Records for the exercise:

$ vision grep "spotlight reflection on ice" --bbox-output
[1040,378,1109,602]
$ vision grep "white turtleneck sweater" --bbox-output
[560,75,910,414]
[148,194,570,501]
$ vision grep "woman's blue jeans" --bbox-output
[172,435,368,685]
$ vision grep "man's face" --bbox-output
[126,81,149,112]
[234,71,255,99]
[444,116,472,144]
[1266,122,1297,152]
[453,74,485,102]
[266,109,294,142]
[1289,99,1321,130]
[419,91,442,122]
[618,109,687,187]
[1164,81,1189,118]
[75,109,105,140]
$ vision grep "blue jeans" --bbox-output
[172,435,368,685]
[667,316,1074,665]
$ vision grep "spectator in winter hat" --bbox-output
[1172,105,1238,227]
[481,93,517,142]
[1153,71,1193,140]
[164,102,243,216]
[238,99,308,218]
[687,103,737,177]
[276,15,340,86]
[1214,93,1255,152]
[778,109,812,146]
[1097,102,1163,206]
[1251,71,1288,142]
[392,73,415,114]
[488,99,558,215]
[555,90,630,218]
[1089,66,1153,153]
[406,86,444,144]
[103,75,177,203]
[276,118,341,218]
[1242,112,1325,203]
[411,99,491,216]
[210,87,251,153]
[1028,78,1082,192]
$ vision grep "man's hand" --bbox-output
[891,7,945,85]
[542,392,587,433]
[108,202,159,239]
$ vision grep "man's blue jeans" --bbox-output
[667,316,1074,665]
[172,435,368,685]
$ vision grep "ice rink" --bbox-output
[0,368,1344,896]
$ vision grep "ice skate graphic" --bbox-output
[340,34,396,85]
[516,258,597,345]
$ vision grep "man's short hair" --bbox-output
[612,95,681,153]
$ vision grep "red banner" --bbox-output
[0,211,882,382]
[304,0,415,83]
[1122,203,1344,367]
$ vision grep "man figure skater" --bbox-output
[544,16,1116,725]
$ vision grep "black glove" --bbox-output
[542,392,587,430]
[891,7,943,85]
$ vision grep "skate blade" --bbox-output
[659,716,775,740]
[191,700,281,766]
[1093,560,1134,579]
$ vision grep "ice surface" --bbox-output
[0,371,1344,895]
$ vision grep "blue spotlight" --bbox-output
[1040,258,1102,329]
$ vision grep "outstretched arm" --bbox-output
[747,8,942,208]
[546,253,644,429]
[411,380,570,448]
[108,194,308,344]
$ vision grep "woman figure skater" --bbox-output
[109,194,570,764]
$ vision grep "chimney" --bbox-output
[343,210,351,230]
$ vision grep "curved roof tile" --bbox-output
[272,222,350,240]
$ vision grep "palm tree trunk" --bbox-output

Goal: Pull out every line of the listing above that contains the string "spotlight".

Response:
$ vision grep "spotlight reflection on ice" --bbox-output
$ vision grep "blue spotlight" --bbox-output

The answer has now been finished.